-- The input follows --

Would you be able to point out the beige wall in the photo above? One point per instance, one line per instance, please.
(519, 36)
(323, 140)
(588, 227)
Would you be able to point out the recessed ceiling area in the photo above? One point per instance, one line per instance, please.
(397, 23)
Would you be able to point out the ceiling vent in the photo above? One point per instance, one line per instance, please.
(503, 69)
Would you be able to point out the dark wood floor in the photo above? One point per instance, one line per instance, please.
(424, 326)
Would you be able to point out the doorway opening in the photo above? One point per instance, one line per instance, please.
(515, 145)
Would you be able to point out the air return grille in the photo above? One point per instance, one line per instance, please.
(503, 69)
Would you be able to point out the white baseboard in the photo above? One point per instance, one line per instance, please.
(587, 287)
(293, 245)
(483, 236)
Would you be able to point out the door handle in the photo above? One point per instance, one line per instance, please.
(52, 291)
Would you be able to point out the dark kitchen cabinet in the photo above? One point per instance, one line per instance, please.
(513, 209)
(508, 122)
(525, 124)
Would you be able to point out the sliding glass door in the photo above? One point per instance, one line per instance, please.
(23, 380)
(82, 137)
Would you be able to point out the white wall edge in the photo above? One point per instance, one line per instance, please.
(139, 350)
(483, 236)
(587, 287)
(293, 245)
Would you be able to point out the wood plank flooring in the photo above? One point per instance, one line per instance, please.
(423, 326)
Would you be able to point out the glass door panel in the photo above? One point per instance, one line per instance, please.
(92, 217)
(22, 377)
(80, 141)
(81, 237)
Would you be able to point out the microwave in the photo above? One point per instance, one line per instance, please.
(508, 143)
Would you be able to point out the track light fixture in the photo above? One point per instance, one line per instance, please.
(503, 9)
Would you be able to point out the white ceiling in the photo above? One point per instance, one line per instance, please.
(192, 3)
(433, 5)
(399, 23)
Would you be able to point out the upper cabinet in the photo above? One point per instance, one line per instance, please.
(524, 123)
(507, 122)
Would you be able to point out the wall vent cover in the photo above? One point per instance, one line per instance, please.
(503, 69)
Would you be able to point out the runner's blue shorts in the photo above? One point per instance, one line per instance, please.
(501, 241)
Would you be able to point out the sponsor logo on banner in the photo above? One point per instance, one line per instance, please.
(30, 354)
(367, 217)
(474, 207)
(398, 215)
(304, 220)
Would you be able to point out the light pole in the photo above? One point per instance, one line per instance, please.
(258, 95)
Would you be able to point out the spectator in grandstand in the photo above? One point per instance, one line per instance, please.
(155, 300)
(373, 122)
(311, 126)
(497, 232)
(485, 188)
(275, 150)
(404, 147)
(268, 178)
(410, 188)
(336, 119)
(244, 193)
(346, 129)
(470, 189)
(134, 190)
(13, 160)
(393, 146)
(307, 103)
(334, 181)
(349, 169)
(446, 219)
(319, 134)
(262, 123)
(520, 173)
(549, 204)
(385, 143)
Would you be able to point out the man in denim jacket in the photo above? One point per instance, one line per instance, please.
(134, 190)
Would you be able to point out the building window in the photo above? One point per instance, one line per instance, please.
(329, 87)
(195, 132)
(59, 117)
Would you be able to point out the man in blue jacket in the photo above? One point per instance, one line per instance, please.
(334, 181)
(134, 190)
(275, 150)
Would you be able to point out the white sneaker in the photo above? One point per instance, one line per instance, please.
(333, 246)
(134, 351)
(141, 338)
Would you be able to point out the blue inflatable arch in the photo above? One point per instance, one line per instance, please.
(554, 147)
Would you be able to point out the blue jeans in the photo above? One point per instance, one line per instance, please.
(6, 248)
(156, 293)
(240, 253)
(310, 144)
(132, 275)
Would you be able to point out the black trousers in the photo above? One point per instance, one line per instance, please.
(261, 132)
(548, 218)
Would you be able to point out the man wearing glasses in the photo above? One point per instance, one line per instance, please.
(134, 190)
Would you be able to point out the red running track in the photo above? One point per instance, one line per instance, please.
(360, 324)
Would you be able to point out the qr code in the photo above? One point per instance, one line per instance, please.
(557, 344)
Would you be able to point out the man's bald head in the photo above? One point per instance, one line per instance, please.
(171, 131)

-- The input concluded --

__Work required__.
Each record must be returned exactly as it is written.

__Answer section__.
Would you be able to point out the beige wall in the photo above? One point per instance, one line per instance, please.
(519, 36)
(323, 140)
(588, 227)
Would you be able to point out the recessed ceiling area in the photo above? One point per instance, one line per instance, please.
(397, 23)
Would you be able to point out the ceiling vent in the photo above? One point per instance, one line per instance, please.
(503, 69)
Would you be able to point out the dark wood floor in the photo above? One point per instance, one line per instance, please.
(424, 326)
Would you be able to point out the doorway opening in the photo above? One point per instance, one line per instance, please.
(515, 145)
Would you be able to point out the air return grille in the photo above? One point per instance, one line per instance, please.
(503, 69)
Would you be able to point out the white baseboard in the photo above? One point per instance, one line per instance, please.
(587, 287)
(293, 245)
(483, 236)
Would you be able to point out the door handle in the photo above? One point per instance, one line per instance, please.
(52, 291)
Would you be able to point out the dark kitchen cabinet in the photo above? One point per instance, one line per instance, please.
(513, 209)
(508, 122)
(525, 124)
Would you be able to point out the sliding glass door in the photo above? One point per instance, one line per instance, please.
(23, 380)
(82, 137)
Would you be able to point out the white wall edge in the photo above? One point per instance, one line per instance, please.
(139, 350)
(483, 236)
(587, 287)
(293, 245)
Would you be able to point out the wood plank flooring in the photo above? One point per instance, one line per instance, please.
(423, 326)
Would you be able to point out the glass door panel in the photo above? One point per instance, one line per instance, please.
(92, 217)
(22, 377)
(80, 141)
(81, 237)
Would you be able to point out the microwave in the photo above? One point per instance, one line per instance, please.
(508, 143)
Would you be able to point out the track light fixture in the photo above? One point per instance, one line per instance, please.
(503, 9)
Would you be able to point out the white ceiling in the photo above? One point per instance, one line per instance, please.
(192, 3)
(433, 5)
(399, 23)
Would you be able to point out the upper cabinet in the photo above? One point per instance, one line per instance, please.
(524, 123)
(507, 122)
Would you be able to point out the wall vent cover in the photo above? One point per instance, one line per instance, please.
(503, 69)
Would you be able to point out the runner's blue shorts in the photo above? One point per instance, one line per instance, please.
(501, 241)
Would you be able to point out the sponsor logo on banner in the photo above? One point per instance, one line per instance, please.
(30, 354)
(367, 217)
(474, 207)
(398, 215)
(304, 220)
Would you be able to point out the light pole in the photo above? One point per instance, one line per instance, please.
(258, 95)
Would you be able to point out the spectator in grandstand in the photo above? One point per instance, one line per instance, please.
(155, 300)
(373, 122)
(311, 126)
(497, 232)
(485, 188)
(275, 150)
(404, 147)
(268, 178)
(410, 188)
(336, 119)
(244, 193)
(346, 129)
(470, 189)
(134, 190)
(13, 160)
(393, 146)
(307, 103)
(334, 181)
(349, 169)
(446, 219)
(319, 134)
(262, 123)
(520, 173)
(549, 204)
(385, 143)
Would you be able to point out the man in denim jacket in the photo above? One point per instance, one line per instance, please.
(134, 190)
Would you be able to point out the building window in the photo above? One point per instance, one line per instance, please.
(329, 87)
(195, 132)
(59, 117)
Would you be able to point out the man in blue jacket in the photo above? One point per instance, one line per instance, please.
(334, 181)
(134, 190)
(275, 150)
Would you be able to point out the white sneaker in the photo above? One point per instance, one line per instance, please.
(333, 246)
(134, 351)
(141, 338)
Would you be able to point out the blue inflatable arch in the photo above? One point per instance, one line per instance, please.
(554, 147)
Would you be able to point out the blue jeans in the photo above? One point per instance, one line per instance, please.
(6, 248)
(156, 293)
(240, 253)
(310, 144)
(132, 275)
Would you be able to point out the black trousers in the photo above? One point per instance, one line per instance, please.
(261, 132)
(548, 218)
Would you be able to point out the man wearing glasses in the photo above? One point per instance, one line per instance, please.
(134, 190)
Would you be able to point out the red running track in the photo above? One point per instance, one line per instance, please.
(360, 324)
Would you be able to point out the qr code in the photo above? One point per instance, one line per instance, please.
(557, 344)
Would you be able to point out the man's bald head in the photo above? One point per instance, one line per instance, please.
(171, 131)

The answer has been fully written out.